# Exercise brief:
Collect every line of the rows below that contains the string "blue" and copy each one in full. Count only matches of the same case.
******
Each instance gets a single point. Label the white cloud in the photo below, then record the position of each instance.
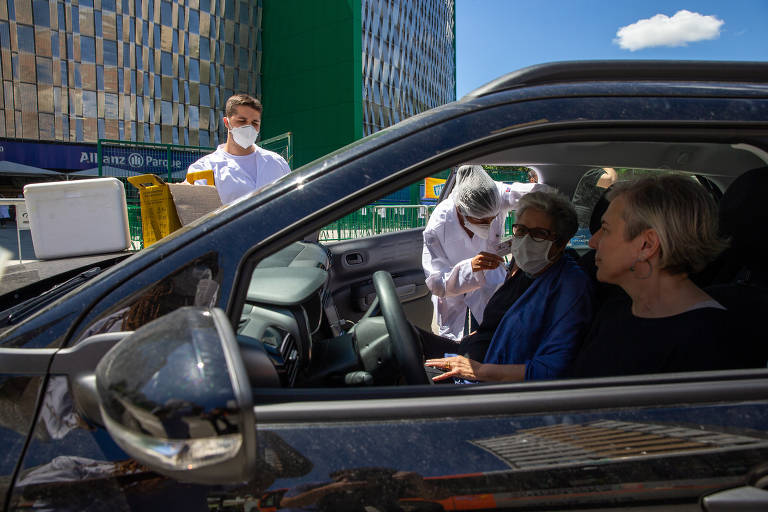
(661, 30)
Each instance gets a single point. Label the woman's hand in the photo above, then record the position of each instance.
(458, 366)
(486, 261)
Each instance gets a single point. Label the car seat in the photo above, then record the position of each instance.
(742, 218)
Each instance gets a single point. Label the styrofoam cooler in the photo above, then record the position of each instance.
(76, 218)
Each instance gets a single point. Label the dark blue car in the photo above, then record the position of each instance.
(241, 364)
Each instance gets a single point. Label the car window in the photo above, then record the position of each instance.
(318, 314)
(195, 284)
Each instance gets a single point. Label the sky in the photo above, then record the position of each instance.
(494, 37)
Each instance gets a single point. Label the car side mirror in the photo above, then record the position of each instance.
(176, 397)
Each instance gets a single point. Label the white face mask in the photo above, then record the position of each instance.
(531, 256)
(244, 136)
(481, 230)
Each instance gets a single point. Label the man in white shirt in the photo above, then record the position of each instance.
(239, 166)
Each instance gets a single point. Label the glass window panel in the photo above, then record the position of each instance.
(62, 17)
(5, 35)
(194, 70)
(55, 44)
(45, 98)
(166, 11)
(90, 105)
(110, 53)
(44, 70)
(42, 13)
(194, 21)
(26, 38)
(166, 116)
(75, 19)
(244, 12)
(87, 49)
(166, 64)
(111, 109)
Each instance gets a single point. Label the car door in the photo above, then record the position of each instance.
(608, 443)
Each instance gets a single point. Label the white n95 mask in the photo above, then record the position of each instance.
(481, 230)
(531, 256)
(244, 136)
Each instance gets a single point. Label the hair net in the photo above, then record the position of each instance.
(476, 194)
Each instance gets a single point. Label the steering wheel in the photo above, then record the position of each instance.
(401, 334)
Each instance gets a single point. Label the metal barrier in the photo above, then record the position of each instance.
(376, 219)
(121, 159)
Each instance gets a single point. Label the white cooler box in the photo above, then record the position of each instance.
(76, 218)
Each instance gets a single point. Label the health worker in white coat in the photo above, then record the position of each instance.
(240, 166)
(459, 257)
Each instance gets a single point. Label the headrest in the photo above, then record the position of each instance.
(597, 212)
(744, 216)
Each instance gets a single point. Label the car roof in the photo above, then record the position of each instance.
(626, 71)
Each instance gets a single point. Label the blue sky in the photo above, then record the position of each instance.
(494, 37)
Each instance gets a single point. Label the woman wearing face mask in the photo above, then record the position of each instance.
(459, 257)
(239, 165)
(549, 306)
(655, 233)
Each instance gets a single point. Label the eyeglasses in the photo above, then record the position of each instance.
******
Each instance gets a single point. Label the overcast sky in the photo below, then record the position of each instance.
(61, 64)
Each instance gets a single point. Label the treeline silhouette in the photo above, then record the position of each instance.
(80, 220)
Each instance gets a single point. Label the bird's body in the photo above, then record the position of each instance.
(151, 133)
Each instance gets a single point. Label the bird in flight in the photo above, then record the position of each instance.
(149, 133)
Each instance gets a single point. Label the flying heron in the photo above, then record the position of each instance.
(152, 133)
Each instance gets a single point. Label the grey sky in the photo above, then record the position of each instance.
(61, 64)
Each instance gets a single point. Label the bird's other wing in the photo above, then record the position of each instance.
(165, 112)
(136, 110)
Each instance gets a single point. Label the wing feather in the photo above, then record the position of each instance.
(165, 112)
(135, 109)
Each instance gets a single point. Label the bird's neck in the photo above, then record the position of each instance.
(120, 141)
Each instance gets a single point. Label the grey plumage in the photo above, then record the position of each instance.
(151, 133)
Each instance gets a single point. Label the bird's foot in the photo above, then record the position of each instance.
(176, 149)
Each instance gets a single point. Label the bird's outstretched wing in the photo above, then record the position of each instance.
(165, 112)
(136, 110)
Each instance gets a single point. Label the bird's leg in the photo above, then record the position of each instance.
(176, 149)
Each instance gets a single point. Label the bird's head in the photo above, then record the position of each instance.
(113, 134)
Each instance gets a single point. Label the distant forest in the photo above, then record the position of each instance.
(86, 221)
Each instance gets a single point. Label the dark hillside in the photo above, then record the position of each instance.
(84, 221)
******
# Correct response:
Each instance gets a single point. Label the dark blue car in the photo above, then record the position of each instance.
Each instance gets a single point. Label the blue sky in the photo above, then record the position of each instance.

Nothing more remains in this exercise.